**Goal**
Return the full material exactly.

**Data excerpts**
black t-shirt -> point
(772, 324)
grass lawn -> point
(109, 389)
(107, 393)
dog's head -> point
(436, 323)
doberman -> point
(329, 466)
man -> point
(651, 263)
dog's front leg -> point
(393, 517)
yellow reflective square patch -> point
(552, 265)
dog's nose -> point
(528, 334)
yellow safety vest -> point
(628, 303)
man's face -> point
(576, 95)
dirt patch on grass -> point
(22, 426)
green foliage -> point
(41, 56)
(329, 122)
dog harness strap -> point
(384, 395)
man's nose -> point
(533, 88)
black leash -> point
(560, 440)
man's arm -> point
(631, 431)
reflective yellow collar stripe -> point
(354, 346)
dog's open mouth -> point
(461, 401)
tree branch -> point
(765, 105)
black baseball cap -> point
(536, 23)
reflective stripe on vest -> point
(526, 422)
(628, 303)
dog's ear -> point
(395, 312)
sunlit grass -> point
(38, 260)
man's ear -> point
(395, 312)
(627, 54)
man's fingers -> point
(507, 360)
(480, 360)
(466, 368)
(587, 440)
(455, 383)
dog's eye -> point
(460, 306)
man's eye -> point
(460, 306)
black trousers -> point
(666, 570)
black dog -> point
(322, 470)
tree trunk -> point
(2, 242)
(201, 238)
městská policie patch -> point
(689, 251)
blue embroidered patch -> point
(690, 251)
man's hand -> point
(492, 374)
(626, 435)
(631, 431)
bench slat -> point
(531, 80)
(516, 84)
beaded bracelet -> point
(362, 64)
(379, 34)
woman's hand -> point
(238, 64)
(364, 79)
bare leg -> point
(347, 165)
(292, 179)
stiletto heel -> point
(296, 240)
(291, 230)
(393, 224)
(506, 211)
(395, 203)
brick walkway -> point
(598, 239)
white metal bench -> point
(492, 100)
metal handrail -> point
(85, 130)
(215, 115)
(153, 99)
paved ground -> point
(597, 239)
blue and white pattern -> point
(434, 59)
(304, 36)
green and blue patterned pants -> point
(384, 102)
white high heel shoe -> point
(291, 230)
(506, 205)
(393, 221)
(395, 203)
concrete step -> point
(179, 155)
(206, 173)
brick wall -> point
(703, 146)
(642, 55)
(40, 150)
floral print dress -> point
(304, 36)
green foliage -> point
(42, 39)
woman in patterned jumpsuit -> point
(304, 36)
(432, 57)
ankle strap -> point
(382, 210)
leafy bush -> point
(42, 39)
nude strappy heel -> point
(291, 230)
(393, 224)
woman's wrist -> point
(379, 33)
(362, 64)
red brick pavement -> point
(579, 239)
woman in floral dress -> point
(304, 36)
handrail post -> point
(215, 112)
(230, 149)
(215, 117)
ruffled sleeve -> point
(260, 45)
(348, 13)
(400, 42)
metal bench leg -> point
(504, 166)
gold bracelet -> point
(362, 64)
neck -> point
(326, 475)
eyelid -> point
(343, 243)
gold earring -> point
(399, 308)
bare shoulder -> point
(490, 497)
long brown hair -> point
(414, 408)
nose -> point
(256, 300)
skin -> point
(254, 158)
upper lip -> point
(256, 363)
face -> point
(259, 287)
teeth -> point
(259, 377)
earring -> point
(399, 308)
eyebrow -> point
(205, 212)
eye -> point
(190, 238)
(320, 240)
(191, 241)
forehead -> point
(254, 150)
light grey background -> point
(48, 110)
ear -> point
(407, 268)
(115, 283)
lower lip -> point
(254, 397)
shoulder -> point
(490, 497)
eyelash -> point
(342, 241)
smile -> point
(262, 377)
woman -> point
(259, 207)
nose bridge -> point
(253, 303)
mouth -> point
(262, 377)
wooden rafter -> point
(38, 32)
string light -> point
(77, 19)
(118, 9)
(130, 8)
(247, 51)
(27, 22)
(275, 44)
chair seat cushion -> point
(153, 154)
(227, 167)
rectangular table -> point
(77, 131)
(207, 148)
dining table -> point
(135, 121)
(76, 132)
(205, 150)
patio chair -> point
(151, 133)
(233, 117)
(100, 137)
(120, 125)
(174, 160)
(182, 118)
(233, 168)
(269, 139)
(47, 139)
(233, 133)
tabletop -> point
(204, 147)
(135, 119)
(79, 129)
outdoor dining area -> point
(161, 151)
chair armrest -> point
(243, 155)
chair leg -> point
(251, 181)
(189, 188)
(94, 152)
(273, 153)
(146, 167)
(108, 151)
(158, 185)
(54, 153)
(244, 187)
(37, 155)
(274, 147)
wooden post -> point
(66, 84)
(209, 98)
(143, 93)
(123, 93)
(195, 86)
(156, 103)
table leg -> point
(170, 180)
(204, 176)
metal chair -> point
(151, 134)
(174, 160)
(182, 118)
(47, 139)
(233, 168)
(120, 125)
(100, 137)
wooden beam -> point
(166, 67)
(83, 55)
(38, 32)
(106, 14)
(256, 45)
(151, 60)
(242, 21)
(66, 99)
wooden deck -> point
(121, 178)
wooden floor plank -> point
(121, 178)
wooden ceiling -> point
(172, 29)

**Written response**
black t-shirt -> point
(772, 324)
grass lawn -> point
(109, 389)
(107, 393)
dog's head -> point
(436, 323)
doberman -> point
(329, 466)
man -> point
(651, 263)
dog's front leg -> point
(393, 517)
yellow reflective square patch -> point
(552, 265)
dog's nose -> point
(528, 334)
yellow safety vest -> point
(628, 303)
man's face -> point
(576, 95)
dirt patch on grass -> point
(22, 426)
green foliage -> point
(41, 56)
(329, 122)
dog harness strap -> point
(384, 395)
man's nose -> point
(533, 88)
black leash -> point
(560, 440)
man's arm -> point
(631, 431)
reflective yellow collar stripe -> point
(354, 346)
dog's open mouth -> point
(461, 401)
tree branch -> point
(765, 105)
black baseball cap -> point
(536, 23)
reflective stripe on vest -> point
(526, 422)
(628, 303)
dog's ear -> point
(395, 312)
sunlit grass -> point
(38, 260)
man's ear -> point
(395, 312)
(627, 54)
man's fingers -> point
(507, 360)
(480, 360)
(466, 368)
(587, 440)
(455, 383)
dog's eye -> point
(460, 306)
man's eye -> point
(460, 306)
black trousers -> point
(666, 570)
black dog -> point
(322, 470)
tree trunk -> point
(2, 242)
(201, 238)
městská policie patch -> point
(689, 251)
blue embroidered patch -> point
(690, 251)
man's hand -> point
(492, 374)
(626, 435)
(631, 431)
bench slat -> point
(531, 80)
(516, 84)
beaded bracelet -> point
(362, 64)
(379, 34)
woman's hand -> point
(238, 64)
(364, 79)
bare leg -> point
(347, 165)
(292, 179)
stiletto heel -> point
(296, 240)
(291, 230)
(393, 224)
(506, 211)
(395, 203)
brick walkway -> point
(598, 239)
white metal bench -> point
(492, 100)
metal handrail -> point
(85, 130)
(215, 115)
(153, 99)
paved ground -> point
(597, 239)
blue and white pattern -> point
(434, 59)
(304, 36)
green and blue patterned pants -> point
(384, 102)
white high heel shoe -> point
(291, 230)
(506, 205)
(393, 221)
(395, 203)
concrete step -> point
(179, 155)
(206, 173)
brick wall -> point
(703, 146)
(642, 55)
(40, 150)
floral print dress -> point
(304, 36)
green foliage -> point
(42, 39)
woman in patterned jumpsuit -> point
(304, 36)
(432, 57)
ankle strap -> point
(382, 210)
leafy bush -> point
(42, 39)
nude strappy heel -> point
(291, 230)
(393, 224)
woman's wrist -> point
(379, 33)
(362, 64)
red brick pavement -> point
(579, 239)
woman in floral dress -> point
(304, 36)
handrail post -> point
(215, 112)
(230, 149)
(215, 117)
ruffled sleeve -> point
(260, 45)
(348, 13)
(400, 42)
metal bench leg -> point
(504, 166)
gold bracelet -> point
(362, 64)
neck -> point
(326, 475)
eyelid -> point
(343, 243)
gold earring -> point
(399, 308)
bare shoulder -> point
(490, 497)
long brown hair -> point
(414, 408)
nose -> point
(256, 300)
skin -> point
(254, 158)
upper lip -> point
(256, 363)
face -> point
(259, 287)
teeth -> point
(259, 377)
earring -> point
(399, 308)
eyebrow -> point
(205, 212)
eye -> point
(190, 238)
(320, 240)
(191, 241)
forehead -> point
(254, 150)
light grey background -> point
(48, 110)
ear -> point
(407, 268)
(115, 283)
lower lip -> point
(254, 397)
shoulder -> point
(490, 497)
eyelash -> point
(342, 241)
smile -> point
(262, 377)
woman -> point
(259, 207)
nose bridge -> point
(253, 303)
mouth -> point
(262, 377)
wooden rafter -> point
(38, 32)
string light -> point
(77, 19)
(118, 9)
(130, 8)
(247, 51)
(27, 22)
(275, 44)
chair seat cushion -> point
(153, 154)
(227, 167)
rectangular table -> point
(77, 131)
(207, 148)
dining table -> point
(135, 121)
(76, 132)
(205, 150)
patio chair -> point
(151, 133)
(233, 117)
(100, 137)
(120, 125)
(174, 160)
(182, 118)
(233, 168)
(269, 139)
(47, 139)
(233, 133)
tabletop -> point
(204, 147)
(135, 119)
(79, 129)
outdoor dining area -> point
(161, 151)
chair armrest -> point
(243, 155)
chair leg -> point
(251, 181)
(189, 188)
(94, 152)
(273, 153)
(146, 167)
(108, 151)
(158, 185)
(54, 153)
(244, 187)
(37, 155)
(274, 147)
wooden post -> point
(66, 84)
(209, 98)
(143, 93)
(123, 93)
(195, 86)
(156, 103)
table leg -> point
(170, 180)
(204, 176)
metal chair -> point
(151, 134)
(174, 160)
(182, 118)
(47, 139)
(233, 168)
(120, 125)
(100, 137)
wooden beam -> point
(166, 67)
(83, 55)
(38, 32)
(106, 14)
(256, 45)
(151, 60)
(242, 21)
(66, 99)
wooden deck -> point
(121, 178)
wooden floor plank -> point
(121, 178)
wooden ceiling -> point
(172, 29)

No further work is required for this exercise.